Provided records:
╭──

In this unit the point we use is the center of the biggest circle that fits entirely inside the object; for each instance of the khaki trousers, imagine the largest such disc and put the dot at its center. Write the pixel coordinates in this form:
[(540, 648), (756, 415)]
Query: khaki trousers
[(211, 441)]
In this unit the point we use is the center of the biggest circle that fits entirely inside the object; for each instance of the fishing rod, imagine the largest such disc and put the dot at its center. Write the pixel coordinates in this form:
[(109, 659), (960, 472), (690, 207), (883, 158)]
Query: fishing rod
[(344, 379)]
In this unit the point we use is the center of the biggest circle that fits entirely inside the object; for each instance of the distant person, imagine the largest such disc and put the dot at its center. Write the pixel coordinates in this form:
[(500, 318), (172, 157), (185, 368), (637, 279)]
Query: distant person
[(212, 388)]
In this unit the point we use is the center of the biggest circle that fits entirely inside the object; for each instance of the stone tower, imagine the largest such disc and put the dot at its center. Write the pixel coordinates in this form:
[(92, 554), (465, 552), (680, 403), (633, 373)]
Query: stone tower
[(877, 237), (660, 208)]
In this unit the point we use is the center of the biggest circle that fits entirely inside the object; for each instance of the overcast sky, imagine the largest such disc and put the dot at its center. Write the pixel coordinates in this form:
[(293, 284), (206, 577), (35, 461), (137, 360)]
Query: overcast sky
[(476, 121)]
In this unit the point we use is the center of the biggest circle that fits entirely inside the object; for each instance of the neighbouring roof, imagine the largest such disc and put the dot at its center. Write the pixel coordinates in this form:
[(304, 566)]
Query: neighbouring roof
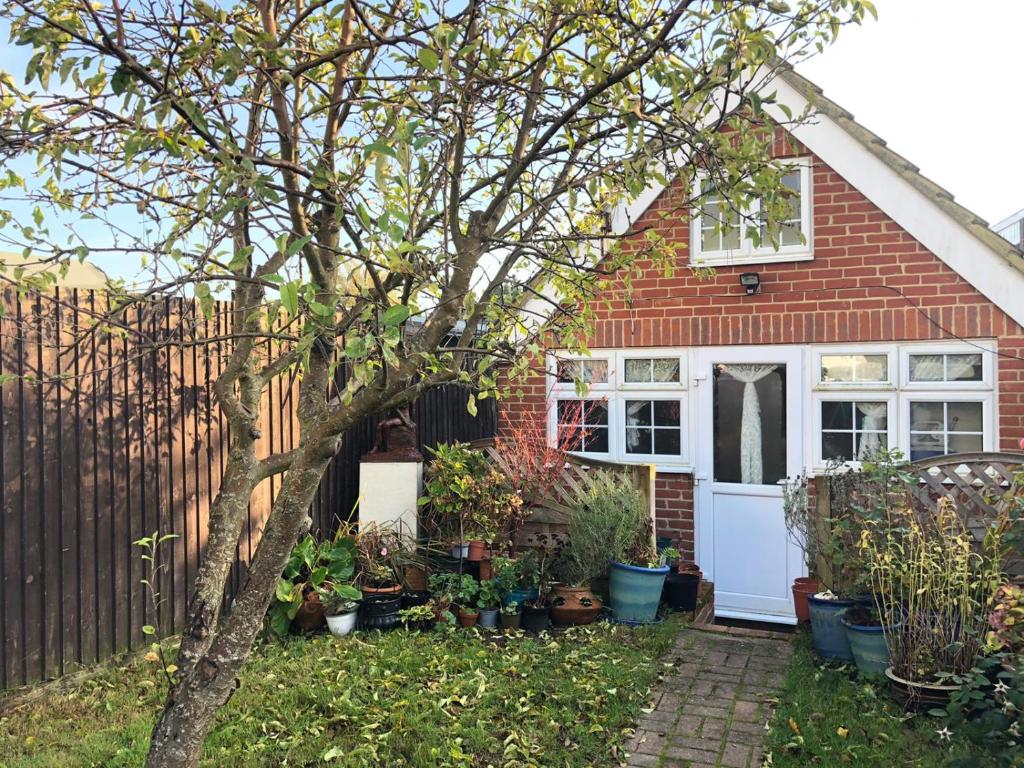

╰──

What the task asks: Copy out the entire listing above word for word, leaving the pictures out of your answer.

Written solution:
In this unit the point we use is the center of the biggest circle that fits entirely inside the object; for each instance of the khaki trousers, imagine the largest such disc and put the dot at its center. Write the pixel coordinates in this form:
[(540, 648), (756, 415)]
Query: khaki trousers
[(211, 441)]
In this unit the point we use is the center of the biggest circle that fits entirely inside the object; for each instance of the fishing rod, imagine the largest such disc and put the dot at its center. Write the pixel coordinates in this form:
[(109, 659), (960, 472), (690, 207), (883, 158)]
Query: fishing rod
[(344, 379)]
In this unit the point we use is the center of the biggest circle that fits entirely inside the object; for each instance of the distant person, imagine the largest such disc and put the dot at its center. Write the pixel coordinates in this form:
[(500, 318), (172, 157), (185, 368), (637, 279)]
Query: distant person
[(212, 388)]
In this unit the point we use is the center of the biggest circle that fits entirely inside the object; for each instance of the stone tower, imagine the largest such disc and put the dot at its center. Write the pixel coordinates in this form:
[(92, 554), (465, 552), (680, 403), (633, 373)]
Query: stone tower
[(877, 237), (660, 208)]
In this unit the point we use is the center of the biggest circle that fits entirely inside the object; for each instance of the overcast sky, imagine the largest such disc and put the dot at its center. Write the pixel coordinates in this form:
[(293, 284), (206, 577), (35, 461), (137, 360)]
Query: overcast sky
[(476, 121)]
In this unit the point we use is the center of the biggest circle that fits entirely inside the object; for each instance of the neighbouring roof, imagine the largest such disc and put the dot at its center. Write the pixel coordinates in this form:
[(304, 566)]
Query: neighbouring roof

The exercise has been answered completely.